Every line of the entries below from the one containing "Target: rear tire" to the one containing "Mark one point on every instance of the alloy", both ends included, must be written out exactly. No other line belongs in the answer.
++++++++++
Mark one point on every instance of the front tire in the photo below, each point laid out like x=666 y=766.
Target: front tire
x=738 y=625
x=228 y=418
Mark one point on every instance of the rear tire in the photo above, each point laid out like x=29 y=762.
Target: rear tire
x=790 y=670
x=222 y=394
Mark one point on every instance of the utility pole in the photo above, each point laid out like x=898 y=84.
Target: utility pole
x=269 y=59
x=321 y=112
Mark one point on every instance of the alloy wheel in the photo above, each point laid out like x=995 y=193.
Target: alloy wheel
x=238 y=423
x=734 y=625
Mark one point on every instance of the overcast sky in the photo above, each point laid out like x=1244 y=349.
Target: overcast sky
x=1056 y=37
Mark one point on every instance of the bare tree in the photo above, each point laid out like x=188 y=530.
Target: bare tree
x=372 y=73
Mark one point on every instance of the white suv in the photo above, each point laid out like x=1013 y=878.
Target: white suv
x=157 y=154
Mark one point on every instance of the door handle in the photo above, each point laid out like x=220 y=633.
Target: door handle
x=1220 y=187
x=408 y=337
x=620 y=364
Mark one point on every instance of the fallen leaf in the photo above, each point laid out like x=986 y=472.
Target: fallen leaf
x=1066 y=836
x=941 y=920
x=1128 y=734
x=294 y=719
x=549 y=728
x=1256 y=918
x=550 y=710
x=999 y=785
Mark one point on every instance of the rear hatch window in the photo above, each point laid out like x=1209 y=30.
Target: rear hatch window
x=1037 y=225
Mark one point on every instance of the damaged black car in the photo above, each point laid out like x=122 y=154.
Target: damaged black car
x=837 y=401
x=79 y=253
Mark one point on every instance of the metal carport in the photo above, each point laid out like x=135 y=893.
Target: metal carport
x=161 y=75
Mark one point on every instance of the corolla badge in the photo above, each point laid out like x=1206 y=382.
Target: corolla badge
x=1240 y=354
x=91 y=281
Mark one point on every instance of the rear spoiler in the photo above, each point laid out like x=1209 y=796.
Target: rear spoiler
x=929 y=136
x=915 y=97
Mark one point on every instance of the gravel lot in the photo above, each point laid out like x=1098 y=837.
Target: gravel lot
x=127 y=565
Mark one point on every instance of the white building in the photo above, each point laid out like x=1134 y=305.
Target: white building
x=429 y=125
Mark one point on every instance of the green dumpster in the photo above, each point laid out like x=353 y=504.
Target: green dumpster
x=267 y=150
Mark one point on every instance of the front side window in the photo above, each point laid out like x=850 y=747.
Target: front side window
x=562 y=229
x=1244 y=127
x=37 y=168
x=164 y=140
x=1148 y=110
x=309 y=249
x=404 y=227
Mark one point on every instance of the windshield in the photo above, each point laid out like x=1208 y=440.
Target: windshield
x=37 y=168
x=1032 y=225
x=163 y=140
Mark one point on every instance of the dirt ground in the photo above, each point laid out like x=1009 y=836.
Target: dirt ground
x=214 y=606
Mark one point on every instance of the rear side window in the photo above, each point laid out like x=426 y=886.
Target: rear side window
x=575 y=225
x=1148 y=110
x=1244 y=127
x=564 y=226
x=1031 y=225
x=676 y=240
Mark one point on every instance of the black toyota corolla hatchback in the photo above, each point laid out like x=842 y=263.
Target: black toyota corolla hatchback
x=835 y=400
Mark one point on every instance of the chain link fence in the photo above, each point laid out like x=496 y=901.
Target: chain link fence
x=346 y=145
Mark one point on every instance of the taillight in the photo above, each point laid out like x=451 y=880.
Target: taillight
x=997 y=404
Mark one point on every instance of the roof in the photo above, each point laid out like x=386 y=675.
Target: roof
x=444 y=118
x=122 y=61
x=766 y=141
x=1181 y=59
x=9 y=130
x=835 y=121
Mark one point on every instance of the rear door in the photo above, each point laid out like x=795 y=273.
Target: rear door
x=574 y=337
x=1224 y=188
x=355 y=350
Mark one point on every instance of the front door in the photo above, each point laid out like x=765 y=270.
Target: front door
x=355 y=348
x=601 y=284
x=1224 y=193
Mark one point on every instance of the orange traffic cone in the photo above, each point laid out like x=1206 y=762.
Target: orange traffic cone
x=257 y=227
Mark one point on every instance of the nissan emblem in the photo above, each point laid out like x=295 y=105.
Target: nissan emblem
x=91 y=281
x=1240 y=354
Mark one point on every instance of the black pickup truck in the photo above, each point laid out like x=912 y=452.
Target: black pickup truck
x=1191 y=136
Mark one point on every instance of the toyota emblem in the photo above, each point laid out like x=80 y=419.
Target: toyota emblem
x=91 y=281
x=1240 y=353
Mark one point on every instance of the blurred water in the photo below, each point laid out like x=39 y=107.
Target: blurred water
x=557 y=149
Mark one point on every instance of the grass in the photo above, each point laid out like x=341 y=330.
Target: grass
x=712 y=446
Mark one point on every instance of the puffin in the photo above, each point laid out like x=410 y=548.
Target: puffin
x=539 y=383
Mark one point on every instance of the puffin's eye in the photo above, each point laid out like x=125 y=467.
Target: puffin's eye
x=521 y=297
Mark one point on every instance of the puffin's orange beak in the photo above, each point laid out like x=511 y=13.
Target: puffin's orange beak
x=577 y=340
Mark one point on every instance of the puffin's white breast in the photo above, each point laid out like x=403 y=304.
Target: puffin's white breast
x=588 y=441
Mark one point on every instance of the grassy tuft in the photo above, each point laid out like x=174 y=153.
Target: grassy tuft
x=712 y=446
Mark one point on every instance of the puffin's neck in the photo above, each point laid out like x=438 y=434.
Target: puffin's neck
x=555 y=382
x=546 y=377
++++++++++
Your solution:
Target: rear tire
x=790 y=670
x=222 y=394
Mark one point on every instance of the utility pole in the photo above, each point laid out like x=898 y=84.
Target: utility pole
x=269 y=59
x=321 y=112
Mark one point on every instance of the alloy wheel in the photo above, each point laid out like x=995 y=193.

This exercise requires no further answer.